> [Aim of the task] Show every line in the data below that contains the word "trunk", copying each such line in full.

═════ Extracted data

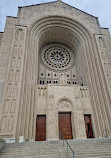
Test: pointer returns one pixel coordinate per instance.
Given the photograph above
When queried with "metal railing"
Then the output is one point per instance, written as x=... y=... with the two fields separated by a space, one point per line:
x=68 y=146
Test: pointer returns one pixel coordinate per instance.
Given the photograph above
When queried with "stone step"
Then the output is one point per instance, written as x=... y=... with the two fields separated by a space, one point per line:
x=93 y=148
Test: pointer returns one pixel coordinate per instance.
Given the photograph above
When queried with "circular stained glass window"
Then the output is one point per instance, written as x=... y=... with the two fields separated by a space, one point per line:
x=57 y=56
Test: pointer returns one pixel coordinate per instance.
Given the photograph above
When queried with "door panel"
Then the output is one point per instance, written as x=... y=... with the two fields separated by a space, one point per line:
x=88 y=125
x=65 y=127
x=41 y=128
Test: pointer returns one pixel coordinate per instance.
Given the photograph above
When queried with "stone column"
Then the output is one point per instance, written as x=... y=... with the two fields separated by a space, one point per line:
x=51 y=119
x=79 y=124
x=12 y=88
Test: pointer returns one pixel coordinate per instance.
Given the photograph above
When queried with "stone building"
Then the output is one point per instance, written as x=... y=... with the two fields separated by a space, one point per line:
x=55 y=74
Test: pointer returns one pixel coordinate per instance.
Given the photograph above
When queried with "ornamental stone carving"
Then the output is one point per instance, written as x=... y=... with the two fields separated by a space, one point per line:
x=101 y=42
x=11 y=75
x=13 y=106
x=51 y=101
x=19 y=35
x=18 y=62
x=57 y=56
x=9 y=90
x=81 y=125
x=6 y=106
x=13 y=63
x=15 y=50
x=20 y=50
x=65 y=104
x=62 y=79
x=15 y=90
x=4 y=123
x=10 y=123
x=51 y=122
x=17 y=75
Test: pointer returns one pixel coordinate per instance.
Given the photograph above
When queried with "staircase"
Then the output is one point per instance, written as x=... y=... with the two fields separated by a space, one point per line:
x=85 y=148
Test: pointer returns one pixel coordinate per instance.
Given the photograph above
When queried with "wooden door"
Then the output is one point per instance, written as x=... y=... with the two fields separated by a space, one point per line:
x=41 y=128
x=88 y=125
x=65 y=126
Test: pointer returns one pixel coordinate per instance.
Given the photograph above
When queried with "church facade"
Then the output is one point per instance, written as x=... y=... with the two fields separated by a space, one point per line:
x=55 y=74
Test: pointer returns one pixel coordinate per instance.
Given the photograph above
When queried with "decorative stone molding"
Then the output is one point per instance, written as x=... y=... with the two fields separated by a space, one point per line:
x=11 y=95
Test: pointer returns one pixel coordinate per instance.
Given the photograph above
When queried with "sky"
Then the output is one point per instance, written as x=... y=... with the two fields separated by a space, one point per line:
x=98 y=8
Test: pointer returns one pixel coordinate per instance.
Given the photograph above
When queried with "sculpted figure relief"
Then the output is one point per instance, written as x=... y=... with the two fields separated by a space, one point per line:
x=64 y=103
x=18 y=62
x=20 y=50
x=63 y=79
x=19 y=35
x=17 y=75
x=6 y=105
x=10 y=123
x=108 y=79
x=51 y=101
x=9 y=90
x=15 y=90
x=102 y=42
x=13 y=64
x=11 y=75
x=15 y=50
x=13 y=106
x=4 y=122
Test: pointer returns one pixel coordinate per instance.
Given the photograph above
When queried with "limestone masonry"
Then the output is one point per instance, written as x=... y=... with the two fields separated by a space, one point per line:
x=55 y=74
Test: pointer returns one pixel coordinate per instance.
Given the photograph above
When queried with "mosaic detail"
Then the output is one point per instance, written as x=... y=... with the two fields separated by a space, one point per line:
x=57 y=57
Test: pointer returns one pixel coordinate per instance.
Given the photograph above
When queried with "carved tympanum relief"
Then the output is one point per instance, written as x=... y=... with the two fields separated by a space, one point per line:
x=17 y=75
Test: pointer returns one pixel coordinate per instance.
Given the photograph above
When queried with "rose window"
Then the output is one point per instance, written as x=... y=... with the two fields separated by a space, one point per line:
x=57 y=56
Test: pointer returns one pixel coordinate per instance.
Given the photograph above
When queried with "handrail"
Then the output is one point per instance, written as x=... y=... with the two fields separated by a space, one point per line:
x=67 y=145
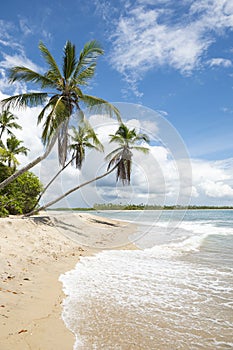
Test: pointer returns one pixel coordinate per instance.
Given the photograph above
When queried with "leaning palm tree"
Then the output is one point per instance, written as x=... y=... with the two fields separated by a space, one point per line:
x=120 y=159
x=13 y=148
x=81 y=139
x=61 y=95
x=122 y=156
x=7 y=122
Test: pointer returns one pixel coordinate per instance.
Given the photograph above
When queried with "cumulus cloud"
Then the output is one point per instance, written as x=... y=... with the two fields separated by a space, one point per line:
x=148 y=35
x=220 y=62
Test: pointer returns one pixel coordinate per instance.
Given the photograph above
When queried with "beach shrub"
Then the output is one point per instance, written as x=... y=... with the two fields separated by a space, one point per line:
x=20 y=196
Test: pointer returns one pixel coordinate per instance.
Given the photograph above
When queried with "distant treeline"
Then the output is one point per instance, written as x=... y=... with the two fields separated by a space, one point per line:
x=111 y=206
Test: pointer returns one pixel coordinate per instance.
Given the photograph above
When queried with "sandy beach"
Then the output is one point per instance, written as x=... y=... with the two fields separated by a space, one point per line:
x=34 y=252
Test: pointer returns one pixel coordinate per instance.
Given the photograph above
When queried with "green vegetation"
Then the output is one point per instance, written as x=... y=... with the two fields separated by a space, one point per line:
x=61 y=96
x=20 y=196
x=127 y=141
x=111 y=206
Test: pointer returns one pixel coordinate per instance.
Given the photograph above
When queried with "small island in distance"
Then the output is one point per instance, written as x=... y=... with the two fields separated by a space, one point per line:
x=111 y=206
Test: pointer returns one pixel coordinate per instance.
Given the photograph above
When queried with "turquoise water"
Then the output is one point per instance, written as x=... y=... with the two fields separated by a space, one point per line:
x=174 y=293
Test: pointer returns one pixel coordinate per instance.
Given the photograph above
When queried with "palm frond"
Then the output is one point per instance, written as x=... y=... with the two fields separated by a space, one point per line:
x=28 y=75
x=54 y=70
x=91 y=51
x=98 y=105
x=85 y=75
x=142 y=149
x=63 y=141
x=23 y=100
x=69 y=60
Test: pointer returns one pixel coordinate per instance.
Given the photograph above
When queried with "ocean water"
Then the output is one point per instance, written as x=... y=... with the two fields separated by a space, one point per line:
x=174 y=293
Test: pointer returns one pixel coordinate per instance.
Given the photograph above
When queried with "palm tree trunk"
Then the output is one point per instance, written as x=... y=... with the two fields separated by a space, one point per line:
x=51 y=181
x=1 y=132
x=30 y=165
x=71 y=191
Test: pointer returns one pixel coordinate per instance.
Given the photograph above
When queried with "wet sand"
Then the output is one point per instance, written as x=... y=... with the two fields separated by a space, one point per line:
x=34 y=252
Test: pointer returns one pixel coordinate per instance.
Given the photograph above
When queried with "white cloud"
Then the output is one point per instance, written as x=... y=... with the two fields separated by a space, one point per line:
x=158 y=178
x=220 y=62
x=146 y=37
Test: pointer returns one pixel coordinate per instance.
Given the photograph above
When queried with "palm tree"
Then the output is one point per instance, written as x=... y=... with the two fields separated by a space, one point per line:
x=7 y=122
x=62 y=96
x=82 y=139
x=121 y=159
x=13 y=148
x=122 y=156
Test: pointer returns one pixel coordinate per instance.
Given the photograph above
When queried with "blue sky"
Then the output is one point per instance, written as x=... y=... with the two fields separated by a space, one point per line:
x=175 y=57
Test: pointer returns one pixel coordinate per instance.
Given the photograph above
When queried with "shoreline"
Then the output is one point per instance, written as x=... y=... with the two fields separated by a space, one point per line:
x=34 y=252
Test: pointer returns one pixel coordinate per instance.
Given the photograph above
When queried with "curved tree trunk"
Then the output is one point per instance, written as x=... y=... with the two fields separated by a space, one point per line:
x=30 y=165
x=70 y=191
x=51 y=181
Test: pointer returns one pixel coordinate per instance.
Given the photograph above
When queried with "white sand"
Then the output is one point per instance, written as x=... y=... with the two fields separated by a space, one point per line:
x=33 y=254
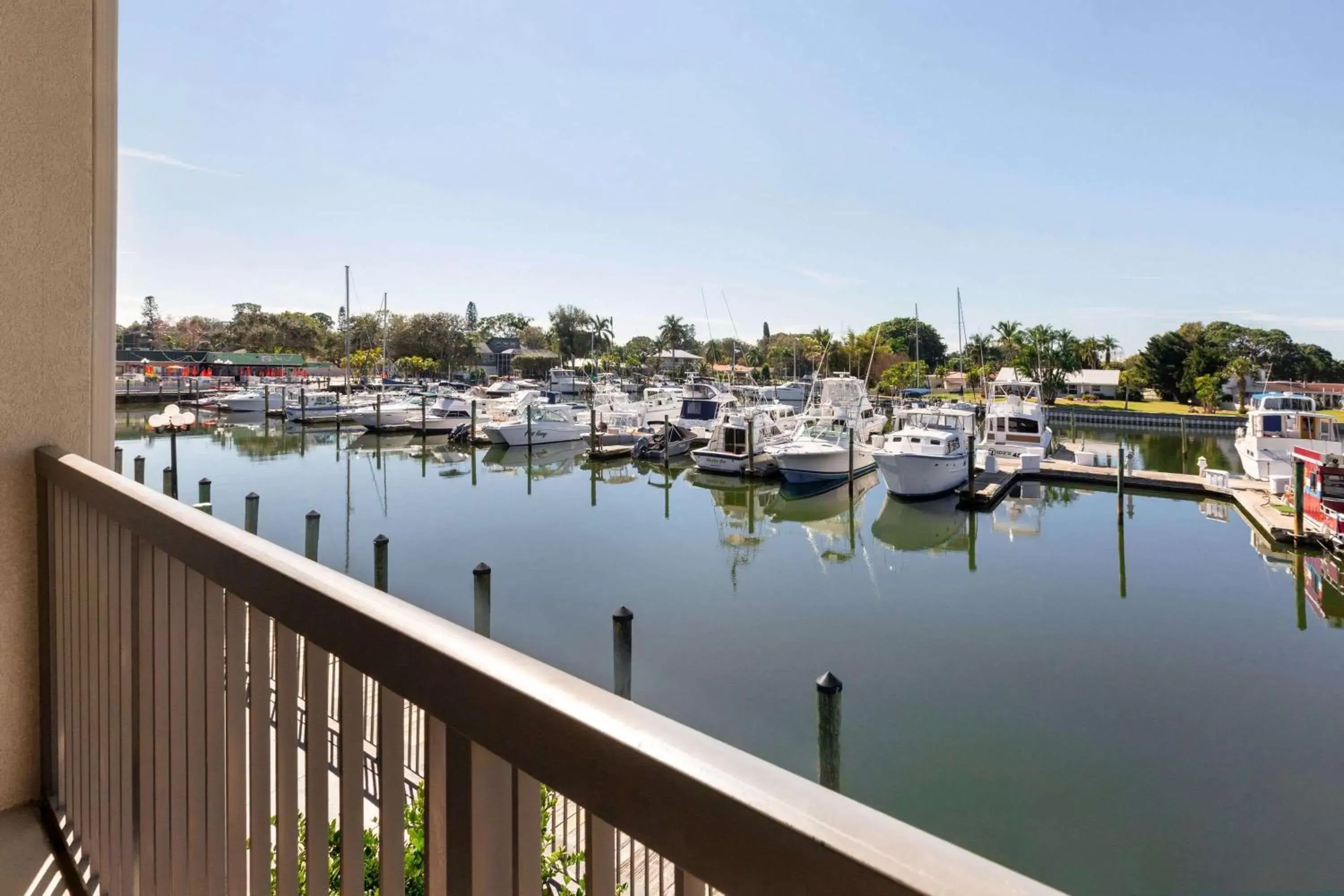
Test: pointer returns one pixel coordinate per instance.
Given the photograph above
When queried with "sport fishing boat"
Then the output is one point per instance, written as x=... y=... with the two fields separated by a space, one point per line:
x=734 y=450
x=838 y=422
x=549 y=424
x=929 y=454
x=1280 y=422
x=1015 y=420
x=702 y=406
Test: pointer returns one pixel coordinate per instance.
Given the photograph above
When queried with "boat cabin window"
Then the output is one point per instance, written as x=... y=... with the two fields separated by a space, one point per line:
x=693 y=410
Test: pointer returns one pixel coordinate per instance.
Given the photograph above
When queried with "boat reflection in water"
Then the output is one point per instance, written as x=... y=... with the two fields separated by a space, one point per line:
x=935 y=526
x=740 y=511
x=827 y=513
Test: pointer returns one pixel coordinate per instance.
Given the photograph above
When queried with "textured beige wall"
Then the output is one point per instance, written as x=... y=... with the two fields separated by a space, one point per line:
x=57 y=303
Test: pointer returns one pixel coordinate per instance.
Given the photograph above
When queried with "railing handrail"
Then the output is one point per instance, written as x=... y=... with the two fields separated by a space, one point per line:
x=742 y=824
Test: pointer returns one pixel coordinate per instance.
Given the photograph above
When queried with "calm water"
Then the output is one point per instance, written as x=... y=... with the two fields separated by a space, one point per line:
x=1000 y=691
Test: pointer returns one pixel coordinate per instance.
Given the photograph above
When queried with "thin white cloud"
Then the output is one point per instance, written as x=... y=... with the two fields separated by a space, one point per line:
x=163 y=159
x=1295 y=320
x=830 y=281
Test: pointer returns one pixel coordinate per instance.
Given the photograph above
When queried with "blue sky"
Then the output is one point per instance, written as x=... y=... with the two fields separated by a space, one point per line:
x=1113 y=168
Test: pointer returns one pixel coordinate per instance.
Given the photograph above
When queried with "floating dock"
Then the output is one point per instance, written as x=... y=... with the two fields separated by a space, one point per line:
x=1250 y=496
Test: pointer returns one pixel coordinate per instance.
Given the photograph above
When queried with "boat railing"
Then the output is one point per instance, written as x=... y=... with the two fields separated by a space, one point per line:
x=158 y=622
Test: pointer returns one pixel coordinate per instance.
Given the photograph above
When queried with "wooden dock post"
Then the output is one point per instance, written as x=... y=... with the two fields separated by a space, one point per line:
x=1299 y=484
x=752 y=445
x=623 y=648
x=312 y=521
x=381 y=562
x=252 y=504
x=1300 y=589
x=482 y=590
x=1120 y=485
x=828 y=731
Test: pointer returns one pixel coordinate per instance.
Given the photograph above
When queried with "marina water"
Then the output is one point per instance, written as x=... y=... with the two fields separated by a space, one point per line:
x=999 y=691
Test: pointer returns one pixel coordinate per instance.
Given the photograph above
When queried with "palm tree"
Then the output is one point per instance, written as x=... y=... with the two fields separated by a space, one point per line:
x=1108 y=345
x=1240 y=369
x=1010 y=338
x=672 y=332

══════════

> [Task solution]
When queried with "palm tree trunk"
When queried with "curved tree trunk"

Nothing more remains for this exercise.